**PROBLEM:** Reproduce the whole passage about companies disclosing their pay ratios, word for word.

**PAGE EXCERPT:**
>> BEGIN

Hundreds of publicly traded companies will soon disclose their pay ratios for the first time under the Securities and Exchange Commission’s 2015 rule, required by the 2010 Dodd-Frank Act.
Business advocates pressed the SEC as it drafted the rule to include a way for companies to avert potential privacy violations when collecting information on non-U.S. workers.
The SEC responded to what it called “significant concerns” by placing a partial exemption in the final rule. But the extra legwork and added disclosure required has turned off most companies to its use.
“We don’t have one client who has used it,” Deborah Lifshey, a managing director at pay consultant Pearl Meyer, told Bloomberg Law. “And that’s because there are so many hoops to jump through to use that exemption that it’s virtually impossible.”
Of the 28 firms in the S&P 100 Index that disclosed their 2017 pay ratios as of March 20, none used the data privacy exemption, while 12 used a different exemption for excluding some foreign workers from their ratio calculations.

>> END

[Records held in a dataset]
>> BEGIN

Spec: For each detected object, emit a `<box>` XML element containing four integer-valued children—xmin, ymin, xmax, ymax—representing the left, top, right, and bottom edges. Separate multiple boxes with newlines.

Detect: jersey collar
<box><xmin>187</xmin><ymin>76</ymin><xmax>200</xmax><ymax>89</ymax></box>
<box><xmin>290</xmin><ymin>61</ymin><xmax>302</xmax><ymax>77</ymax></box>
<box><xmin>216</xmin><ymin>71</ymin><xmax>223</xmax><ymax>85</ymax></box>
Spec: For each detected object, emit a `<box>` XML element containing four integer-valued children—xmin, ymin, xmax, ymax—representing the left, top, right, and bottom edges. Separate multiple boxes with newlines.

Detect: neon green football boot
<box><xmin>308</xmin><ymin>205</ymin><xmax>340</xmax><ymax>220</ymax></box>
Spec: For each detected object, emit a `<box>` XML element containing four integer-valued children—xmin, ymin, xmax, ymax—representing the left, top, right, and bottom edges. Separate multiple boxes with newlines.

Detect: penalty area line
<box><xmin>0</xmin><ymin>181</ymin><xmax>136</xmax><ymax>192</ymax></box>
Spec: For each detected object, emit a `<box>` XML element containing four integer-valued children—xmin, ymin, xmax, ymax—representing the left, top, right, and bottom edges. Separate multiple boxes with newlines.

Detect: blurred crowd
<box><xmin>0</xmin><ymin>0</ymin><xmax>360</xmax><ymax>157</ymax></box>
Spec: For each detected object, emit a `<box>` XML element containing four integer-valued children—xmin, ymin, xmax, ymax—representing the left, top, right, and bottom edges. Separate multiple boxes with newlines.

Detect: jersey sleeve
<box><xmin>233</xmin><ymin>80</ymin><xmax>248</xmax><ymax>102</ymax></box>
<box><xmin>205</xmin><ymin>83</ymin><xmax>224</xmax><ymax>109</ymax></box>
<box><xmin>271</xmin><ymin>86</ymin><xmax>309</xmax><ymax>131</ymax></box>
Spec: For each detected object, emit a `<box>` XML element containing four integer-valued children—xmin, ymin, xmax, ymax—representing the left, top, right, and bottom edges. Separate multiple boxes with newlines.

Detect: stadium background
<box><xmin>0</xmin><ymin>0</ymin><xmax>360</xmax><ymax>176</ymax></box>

>> END

**SOLUTION TO THIS TASK:**
Hundreds of publicly traded companies will soon disclose their pay ratios for the first time under the Securities and Exchange Commission’s 2015 rule, required by the 2010 Dodd-Frank Act.
Business advocates pressed the SEC as it drafted the rule to include a way for companies to avert potential privacy violations when collecting information on non-U.S. workers.
The SEC responded to what it called “significant concerns” by placing a partial exemption in the final rule. But the extra legwork and added disclosure required has turned off most companies to its use.
“We don’t have one client who has used it,” Deborah Lifshey, a managing director at pay consultant Pearl Meyer, told Bloomberg Law. “And that’s because there are so many hoops to jump through to use that exemption that it’s virtually impossible.”
Of the 28 firms in the S&P 100 Index that disclosed their 2017 pay ratios as of March 20, none used the data privacy exemption, while 12 used a different exemption for excluding some foreign workers from their ratio calculations.